Edit: What ignition are you using?
 

Did you end up buying that Picoscope you asked about way back when? I took Bruce's advice and swapped my MSD box and coil for the Crane HI-6 and PS92 coil and the change was very noticeable especially at idle.
 
Did you end up buying that Picoscope you asked about way back when? I took Bruce's advice and swapped my MSD box and coil for the Crane HI-6 and PS92 coil and the change was very noticeable especially at idle.
No I didn't. Nor any of the cool old scopes that Halifaxhops has had. One day. After I move out of that garage into one of my own.
 
Its not just the unit. Need the clamps and the number channels, and a laptop that works with it. I brought this up on Speedtalk too. It would be really cool, I'm just not there.
 
Something you can try to do if you have access to Avgas you can run it on that as it has a lower point at which it vaporizes and so if you see an improvement then you know that's what you need to work on.

Or you can change the cam or the carb. The carbs easier to change and I would either try a 600 with straight boosters or get the 650 boosters changed. My preference would be the 600 as the it would increase the vaporization more so than the 650. Main bodies are cheap so you can use everything else. Its funny how on a running engine reversion can make its way all the way to the underside of the air cleaner. If the incoming charge isn't sufficiently vaporized in the intake runner then there's very little to oppose the exhaust making its way up. Do you have a smaller intake manifold you can use?

Like I said earlier advancing the cam will build more cylinder pressure which is most probably what you need.
 
Also some other things to think about. What voltage does your ignition unit see while its running? Make sure its at least 13.8v
What's the resistance of the plugs you use. If they are 0 resistance then check them and make sure they measure 0.5 ohms at most otherwise they are no good for what you're trying to do.
Same with the leads check to make sure they are all good and have similar resistances.
Grab a spark tester as they are cheap and see what every spark plug gets

Lots of cheap stuff to do to improve what you have.
 
Hysteric,
[ Geoff, we emailed a few weeks back, I am at Killara ].
Surprised you are not using Plat or Iridium plugs.
 
Uh, not ridiculous if you understand how spark plugs function.
In electrical theory, there is a phenomenon called quench, not related to c/chamber quench. When a spark is initiated from a metal surface, the surrounding metal which is colder tries to extinguish or quench the spark. By reducing the volume of metal, you reduce the chances of quenching; hence, fine wire electrodes [ Plat, Irid ]. This reduces misfires which is good for power, economy &...emissions.
——
Directive 1: Reproduce everything in the ignition discussion from "Same with the" down to "or Iridium plugs.".
Directive 2: Count the lines of the records below that contain the string "positive", matching case exactly, and give only that number.
The ignition discussion and the records below are unrelated material.

Record set:
——
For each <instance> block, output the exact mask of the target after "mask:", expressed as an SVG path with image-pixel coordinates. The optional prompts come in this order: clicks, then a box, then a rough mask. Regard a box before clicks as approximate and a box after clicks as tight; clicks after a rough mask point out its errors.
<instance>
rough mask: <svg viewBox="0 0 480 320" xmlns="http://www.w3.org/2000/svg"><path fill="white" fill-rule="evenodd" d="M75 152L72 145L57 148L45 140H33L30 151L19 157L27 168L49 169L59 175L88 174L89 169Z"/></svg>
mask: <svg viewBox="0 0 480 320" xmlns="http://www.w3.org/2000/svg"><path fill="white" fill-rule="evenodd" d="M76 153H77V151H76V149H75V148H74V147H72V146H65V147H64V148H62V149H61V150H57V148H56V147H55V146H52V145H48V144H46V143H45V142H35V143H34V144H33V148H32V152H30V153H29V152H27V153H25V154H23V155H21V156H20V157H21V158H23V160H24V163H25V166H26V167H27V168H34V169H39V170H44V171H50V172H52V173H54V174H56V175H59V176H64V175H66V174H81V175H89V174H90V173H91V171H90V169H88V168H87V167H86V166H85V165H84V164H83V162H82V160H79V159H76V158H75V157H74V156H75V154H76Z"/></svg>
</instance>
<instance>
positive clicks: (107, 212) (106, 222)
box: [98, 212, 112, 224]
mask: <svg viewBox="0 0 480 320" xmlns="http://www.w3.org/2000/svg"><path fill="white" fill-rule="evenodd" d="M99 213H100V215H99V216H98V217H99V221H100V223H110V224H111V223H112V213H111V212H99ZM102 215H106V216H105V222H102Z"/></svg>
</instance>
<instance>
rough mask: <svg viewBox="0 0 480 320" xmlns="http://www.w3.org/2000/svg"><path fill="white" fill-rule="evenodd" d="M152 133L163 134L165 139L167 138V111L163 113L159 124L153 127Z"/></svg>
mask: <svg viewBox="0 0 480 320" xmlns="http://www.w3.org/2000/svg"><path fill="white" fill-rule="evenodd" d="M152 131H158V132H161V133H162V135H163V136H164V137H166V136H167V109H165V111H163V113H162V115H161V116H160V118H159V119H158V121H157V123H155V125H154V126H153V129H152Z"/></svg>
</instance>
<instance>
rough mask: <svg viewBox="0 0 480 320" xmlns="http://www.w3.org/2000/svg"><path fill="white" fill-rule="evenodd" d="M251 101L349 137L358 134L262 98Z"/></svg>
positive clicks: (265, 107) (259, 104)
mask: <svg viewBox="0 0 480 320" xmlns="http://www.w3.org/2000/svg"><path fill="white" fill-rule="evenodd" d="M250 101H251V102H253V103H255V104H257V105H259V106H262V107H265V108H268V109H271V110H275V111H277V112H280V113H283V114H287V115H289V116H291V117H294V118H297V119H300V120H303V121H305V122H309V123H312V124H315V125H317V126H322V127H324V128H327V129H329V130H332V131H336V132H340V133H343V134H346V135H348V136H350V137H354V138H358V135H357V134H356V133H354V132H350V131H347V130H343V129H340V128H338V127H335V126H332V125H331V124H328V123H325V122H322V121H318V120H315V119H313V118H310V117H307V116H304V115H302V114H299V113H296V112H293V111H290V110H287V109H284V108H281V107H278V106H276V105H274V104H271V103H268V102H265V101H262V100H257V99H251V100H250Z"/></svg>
——
Answer area 1:
Same with the leads check to make sure they are all good and have similar resistances.
Grab a spark tester as they are cheap and see what every spark plug gets

Lots of cheap stuff to do to improve what you have.
 
Hysteric,
[ Geoff, we emailed a few weeks back, I am at Killara ].
Surprised you are not using Plat or Iridium plugs.

Answer area 2: 2